'Time doesn't heal all'

Publication Date: July 17, 1997
© Gannett Suburban Newspapers

By Bill Dentzer
Staff Writer

A year ago yesterday, Janet O'Hara was watching her twin boys and a neighbor's son play baseball, excitedly chatting away about the trip that she, her husband and daughter were about to take to France.

It was her husband Jack's last assignment for ABC Sports - overseeing the network's coverage of the Tour de France. Daughter Caitlin was going as a present for winning the French award in her graduating eighth-grade class. The twins, Matt and Brian, had passed on the trip in favor of basketball camp - a decision just about any 12-year-old boy would understand.

Janet relayed the details to her neighbor, George Berger, that summer evening, even what airline they were taking. So it was with instantaneous horror the following night that Berger bolted upright when a news flash began to creep across the Yankee game that he and his wife Jane were watching on TV. A TWA 747 had just crashed off Long Island.

"I knew there was a good possibility that that was their flight," Berger recalls now.

As the Bergers quickly confirmed, the O'Haras of Irvington were on board when TWA Flight 800 exploded off the coast of Long Island a year ago today. This week, in a whirlwind of ceremonies honoring the 230 who died, they will be remembered along with Nicholas Bluestone of Pound Ridge, Marie Ellison of Mount Vernon, Patricia and Kimberly Kwiat of Briarcliff Manor, Marion Ott Percy of Tuckahoe, and Ruben Windmiller of New Rochelle. So too will Manhattan resident Lois Van Epps, a teacher in Greenburgh, and Edwin and Ruth Brooks of Martha's Vineyard, parents of Rye resident Stephanie Elliman.

In the year since the crash, relatives of victims have coalesced and organized. Bonds were forged among the many who lingered more than a month at a hotel near John F. Kennedy International Airport, riding an emotional rollercoaster fueled by crash theories and the wait for bodies to be recovered from the ocean floor. Several emerged as spokesmen for the group.

In contrast, the families of Westchester's victims from the outset kept their quiet grief closer to home, asking reporters to leave them alone and largely skipping the events organized to help survivors understand the tragedy and deal with the pain. Still, as they look to comprehend why horrible tragedies happen to good people, they have found outlets for their grief by honoring and preserving the memories of those they lost.

**GIVEN INSTRUCTION 1**
Answer these questions from the article on TWA Flight 800, one line each:
(a) What was Jack O'Hara's last assignment for ABC Sports?
(b) What did the twins, Matt and Brian, choose instead of the trip?
(c) How many people died in the crash?
**GIVEN INSTRUCTION 2**
Decide whether each statement agrees with the article on TWA Flight 800, answering yes or no and quoting the words that settle it:
(a) Caitlin was going on the trip as a present for winning an award.
(b) The Bergers were watching a Mets game when the news flash appeared.
(c) The families of Westchester's victims attended most of the events organized for survivors.
**GIVEN INSTRUCTION 3**
Continue the article on TWA Flight 800 from the point where it stops.

**MATERIAL**

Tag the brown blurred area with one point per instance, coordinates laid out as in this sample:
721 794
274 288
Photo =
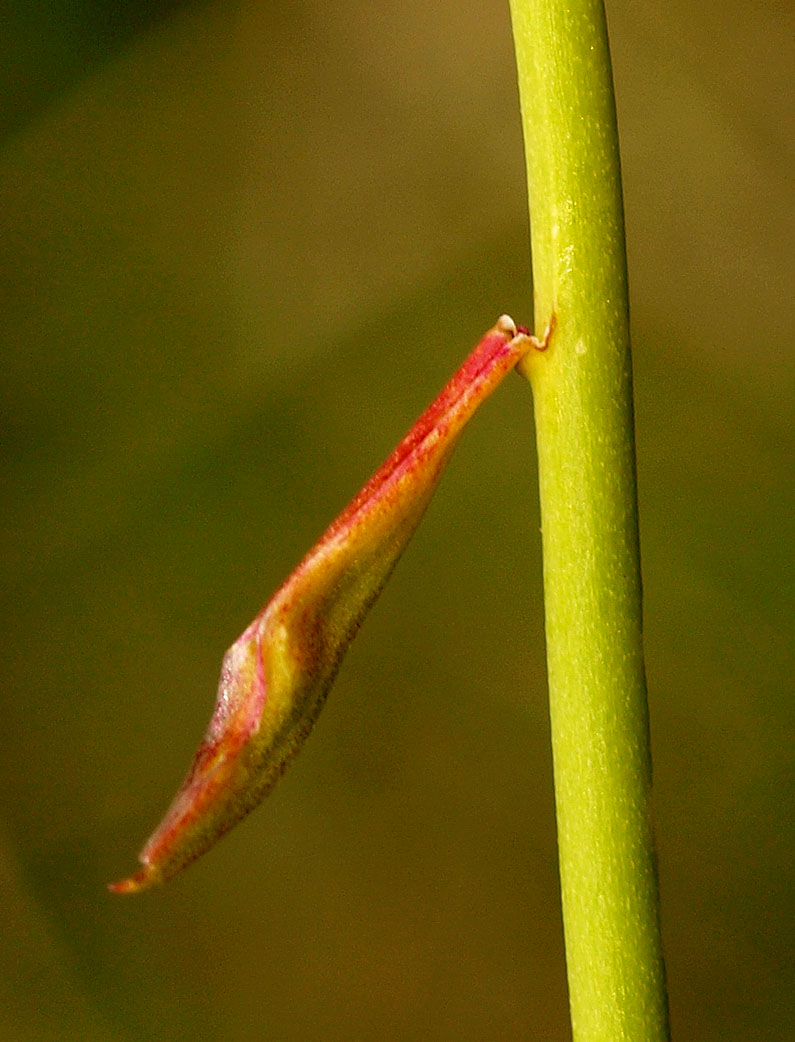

**WRITTEN ANSWER 1**
(a) Overseeing the network's coverage of the Tour de France.
(b) Basketball camp.
(c) 230.

**WRITTEN ANSWER 2**
(a) Yes: "Daughter Caitlin was going as a present for winning the French award in her graduating eighth-grade class."
(b) No: "a news flash began to creep across the Yankee game that he and his wife Jane were watching on TV."
(c) No: "largely skipping the events organized to help survivors understand the tragedy and deal with the pain."

**WRITTEN ANSWER 3**
Community comes together

Irvington, the O'Haras hometown, is among Westchester's smallest communities, and it shows. All along Main Street, which slopes steeply down to the Hudson River from Broadway, people shout greetings to one another in scenes that beckon to another era.

So it was that Irvington would take the O'Hara tragedy hard. Some 2,000 people attended their memorial service last July, at least half from the village.

"Something like that affects everyone," said Teresa Sopot, pushing her daughter Allessandra on a swing in Irvington's Matthiessen Park yesterday morning. "You think in a small town that you're insulated from all these things and that none of these things ever come to your house. But they do."

Inevitably, the sum of the loss was greater than its parts. The crash had taken from Irvington a couple who won a $20,000 raffle held for a new school playground, only to turn quietly around and donate half of the prize back for the playground.

In Jack O'Hara, it took away the Little League coach and trustee at Abbott House, a home for abused children in the village, who was mentoring a 13-year-old there and trying to get the home more involved in the village's recreation activities, all the time holding down one of the most demanding jobs in television as executive producer of ABC Sports.

In Janet, it took away the soon-to-be vice president of the PTSA, the driving force behind a village girls softball league, the former president and still active member of the local theater group and Meals on Wheels volunteer who threw herself into every aspect of village life.

And it took away their 14-year-old daughter Caitlin - the flute player, actress, athlete and serious student, a counselor-in-training at Ardsley Country Club and volunteer at the Greenburgh Nature Center, who had learned life's lessons well from her parents.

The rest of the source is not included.